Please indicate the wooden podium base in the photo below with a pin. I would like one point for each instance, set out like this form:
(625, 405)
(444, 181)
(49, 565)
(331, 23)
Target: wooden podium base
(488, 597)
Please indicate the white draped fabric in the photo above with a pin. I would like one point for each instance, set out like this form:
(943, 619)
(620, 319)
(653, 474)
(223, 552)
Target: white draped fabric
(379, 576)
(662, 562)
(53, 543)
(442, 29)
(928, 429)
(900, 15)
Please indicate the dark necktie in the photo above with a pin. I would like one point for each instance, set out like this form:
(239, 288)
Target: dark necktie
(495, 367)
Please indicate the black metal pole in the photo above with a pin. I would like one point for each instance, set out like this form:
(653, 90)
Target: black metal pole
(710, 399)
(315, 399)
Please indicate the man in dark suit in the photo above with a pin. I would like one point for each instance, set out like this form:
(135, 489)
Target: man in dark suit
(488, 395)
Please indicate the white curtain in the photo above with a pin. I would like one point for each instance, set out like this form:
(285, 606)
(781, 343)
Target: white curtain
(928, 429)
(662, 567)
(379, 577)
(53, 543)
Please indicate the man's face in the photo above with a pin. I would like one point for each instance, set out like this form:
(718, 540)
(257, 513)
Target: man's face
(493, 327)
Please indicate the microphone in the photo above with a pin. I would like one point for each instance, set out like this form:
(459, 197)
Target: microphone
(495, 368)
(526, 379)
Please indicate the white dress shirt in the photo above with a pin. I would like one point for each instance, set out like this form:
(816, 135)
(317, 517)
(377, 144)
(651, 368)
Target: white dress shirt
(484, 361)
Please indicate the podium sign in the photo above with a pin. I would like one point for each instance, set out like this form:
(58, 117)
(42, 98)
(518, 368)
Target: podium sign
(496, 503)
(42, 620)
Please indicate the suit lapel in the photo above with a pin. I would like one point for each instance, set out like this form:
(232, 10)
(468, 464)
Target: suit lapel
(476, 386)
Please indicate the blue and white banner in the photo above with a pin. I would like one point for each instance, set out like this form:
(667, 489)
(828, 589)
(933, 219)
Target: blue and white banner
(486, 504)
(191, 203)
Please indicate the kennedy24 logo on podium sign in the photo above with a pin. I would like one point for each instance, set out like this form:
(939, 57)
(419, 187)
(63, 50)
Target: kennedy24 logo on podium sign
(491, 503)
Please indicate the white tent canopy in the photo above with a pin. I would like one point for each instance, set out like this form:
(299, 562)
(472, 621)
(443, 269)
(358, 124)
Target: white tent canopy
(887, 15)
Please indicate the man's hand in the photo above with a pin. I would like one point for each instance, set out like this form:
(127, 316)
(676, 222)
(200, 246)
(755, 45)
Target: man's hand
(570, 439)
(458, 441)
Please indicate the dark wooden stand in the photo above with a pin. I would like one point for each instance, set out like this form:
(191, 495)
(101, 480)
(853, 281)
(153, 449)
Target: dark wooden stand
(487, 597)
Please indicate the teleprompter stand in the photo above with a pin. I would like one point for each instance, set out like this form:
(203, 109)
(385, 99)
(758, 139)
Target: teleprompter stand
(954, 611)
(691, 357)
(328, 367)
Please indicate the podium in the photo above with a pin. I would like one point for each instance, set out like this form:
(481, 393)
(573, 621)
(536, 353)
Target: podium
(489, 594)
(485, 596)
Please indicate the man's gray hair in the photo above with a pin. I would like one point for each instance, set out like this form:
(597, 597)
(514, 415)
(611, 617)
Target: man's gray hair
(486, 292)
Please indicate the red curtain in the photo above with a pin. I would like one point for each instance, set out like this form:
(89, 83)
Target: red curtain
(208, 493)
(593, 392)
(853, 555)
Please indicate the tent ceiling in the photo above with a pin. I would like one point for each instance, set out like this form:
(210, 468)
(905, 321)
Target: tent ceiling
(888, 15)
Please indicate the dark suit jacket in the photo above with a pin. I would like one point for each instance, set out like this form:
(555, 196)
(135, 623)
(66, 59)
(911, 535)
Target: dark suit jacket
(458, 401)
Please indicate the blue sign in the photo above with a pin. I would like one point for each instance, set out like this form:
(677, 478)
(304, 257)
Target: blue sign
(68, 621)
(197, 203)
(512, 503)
# # # # # # #
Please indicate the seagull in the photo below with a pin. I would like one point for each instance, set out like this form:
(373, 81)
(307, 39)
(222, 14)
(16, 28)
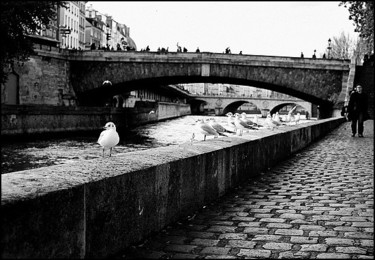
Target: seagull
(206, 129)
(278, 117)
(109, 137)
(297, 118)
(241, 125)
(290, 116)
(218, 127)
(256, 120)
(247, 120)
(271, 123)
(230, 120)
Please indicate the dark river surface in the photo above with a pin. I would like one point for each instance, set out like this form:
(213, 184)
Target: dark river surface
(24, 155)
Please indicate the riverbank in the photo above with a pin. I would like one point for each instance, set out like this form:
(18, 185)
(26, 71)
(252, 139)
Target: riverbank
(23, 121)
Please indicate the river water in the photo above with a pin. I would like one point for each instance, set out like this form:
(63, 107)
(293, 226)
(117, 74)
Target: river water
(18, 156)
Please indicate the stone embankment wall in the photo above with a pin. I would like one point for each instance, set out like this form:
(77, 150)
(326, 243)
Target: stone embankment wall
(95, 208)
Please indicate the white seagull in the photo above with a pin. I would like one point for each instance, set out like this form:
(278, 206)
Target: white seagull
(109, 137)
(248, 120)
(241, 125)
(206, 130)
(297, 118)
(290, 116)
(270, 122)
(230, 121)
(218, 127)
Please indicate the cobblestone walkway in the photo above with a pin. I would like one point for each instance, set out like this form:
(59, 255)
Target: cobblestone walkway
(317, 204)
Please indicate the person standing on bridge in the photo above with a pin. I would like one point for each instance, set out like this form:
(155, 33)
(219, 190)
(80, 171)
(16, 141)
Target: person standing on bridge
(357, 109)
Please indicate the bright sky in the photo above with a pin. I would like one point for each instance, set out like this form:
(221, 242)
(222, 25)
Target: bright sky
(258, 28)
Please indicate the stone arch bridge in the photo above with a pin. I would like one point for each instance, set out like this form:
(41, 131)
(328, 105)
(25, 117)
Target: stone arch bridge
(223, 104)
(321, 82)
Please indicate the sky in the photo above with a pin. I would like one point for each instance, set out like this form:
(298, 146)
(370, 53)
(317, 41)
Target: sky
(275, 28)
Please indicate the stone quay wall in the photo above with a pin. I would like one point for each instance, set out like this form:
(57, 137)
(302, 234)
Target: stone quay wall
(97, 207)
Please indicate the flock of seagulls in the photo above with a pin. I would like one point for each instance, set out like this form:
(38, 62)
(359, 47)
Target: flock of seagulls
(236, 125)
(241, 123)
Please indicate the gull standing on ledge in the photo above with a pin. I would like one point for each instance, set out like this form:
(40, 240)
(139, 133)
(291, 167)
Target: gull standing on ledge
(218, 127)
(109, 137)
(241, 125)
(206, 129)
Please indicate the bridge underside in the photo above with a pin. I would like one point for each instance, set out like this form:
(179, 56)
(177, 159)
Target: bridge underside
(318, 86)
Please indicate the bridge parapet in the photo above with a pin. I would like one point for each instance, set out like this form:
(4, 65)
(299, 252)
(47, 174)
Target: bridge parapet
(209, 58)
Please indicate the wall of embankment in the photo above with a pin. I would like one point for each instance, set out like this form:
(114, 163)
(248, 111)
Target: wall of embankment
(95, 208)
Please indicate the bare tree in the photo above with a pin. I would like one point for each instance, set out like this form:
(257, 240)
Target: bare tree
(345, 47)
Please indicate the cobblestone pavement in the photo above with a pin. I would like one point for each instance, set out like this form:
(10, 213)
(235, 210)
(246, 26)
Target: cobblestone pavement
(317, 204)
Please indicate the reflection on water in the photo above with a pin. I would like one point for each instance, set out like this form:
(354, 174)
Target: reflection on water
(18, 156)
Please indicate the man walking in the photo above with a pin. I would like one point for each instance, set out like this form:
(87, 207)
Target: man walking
# # # # # # #
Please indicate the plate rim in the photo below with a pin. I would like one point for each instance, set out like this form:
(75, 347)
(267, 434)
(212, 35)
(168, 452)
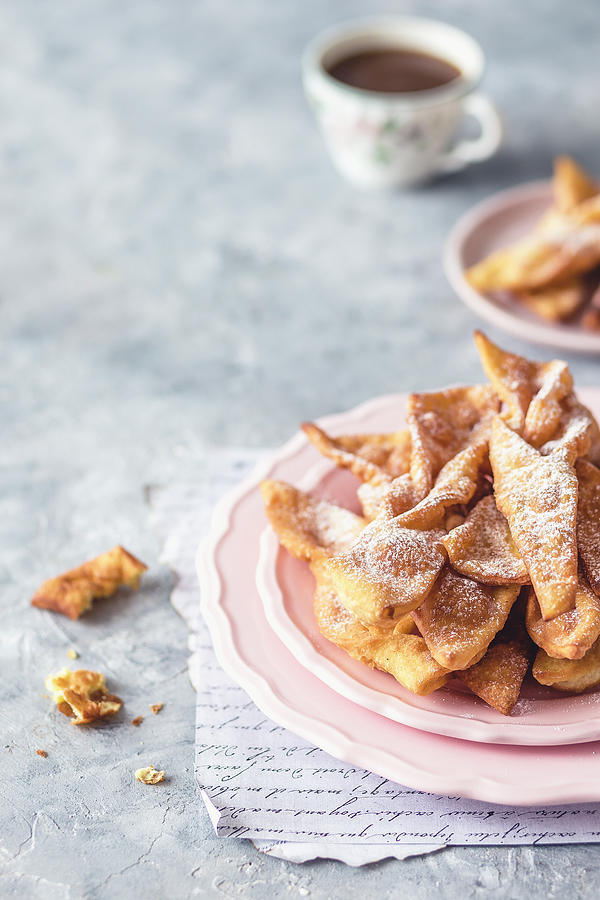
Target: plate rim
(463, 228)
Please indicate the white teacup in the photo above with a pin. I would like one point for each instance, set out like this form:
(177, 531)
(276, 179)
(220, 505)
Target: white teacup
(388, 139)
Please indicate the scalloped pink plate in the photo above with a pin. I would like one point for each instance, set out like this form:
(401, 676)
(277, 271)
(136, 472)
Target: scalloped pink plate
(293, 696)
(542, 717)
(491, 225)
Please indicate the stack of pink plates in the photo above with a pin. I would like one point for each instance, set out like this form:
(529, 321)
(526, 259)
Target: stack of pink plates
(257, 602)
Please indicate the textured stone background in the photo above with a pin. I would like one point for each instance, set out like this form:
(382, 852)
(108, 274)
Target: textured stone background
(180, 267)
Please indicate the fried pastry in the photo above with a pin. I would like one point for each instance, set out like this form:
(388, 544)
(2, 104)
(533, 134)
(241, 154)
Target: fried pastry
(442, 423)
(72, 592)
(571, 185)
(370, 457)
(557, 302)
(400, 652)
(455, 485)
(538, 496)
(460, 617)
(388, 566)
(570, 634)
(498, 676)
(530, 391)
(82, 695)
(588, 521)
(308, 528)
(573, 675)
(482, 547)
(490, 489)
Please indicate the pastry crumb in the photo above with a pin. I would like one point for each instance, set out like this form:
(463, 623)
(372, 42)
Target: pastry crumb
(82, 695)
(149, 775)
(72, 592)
# # # # # # #
• [Description of the task]: From the items above, copy out in full every line that contains the string "fabric". The match is case-sensitive.

• [Reply to the task]:
Please indicate the white draped fabric in the photo above with a pin. I would like one point for each instance, set out like this form:
Target: white draped fabric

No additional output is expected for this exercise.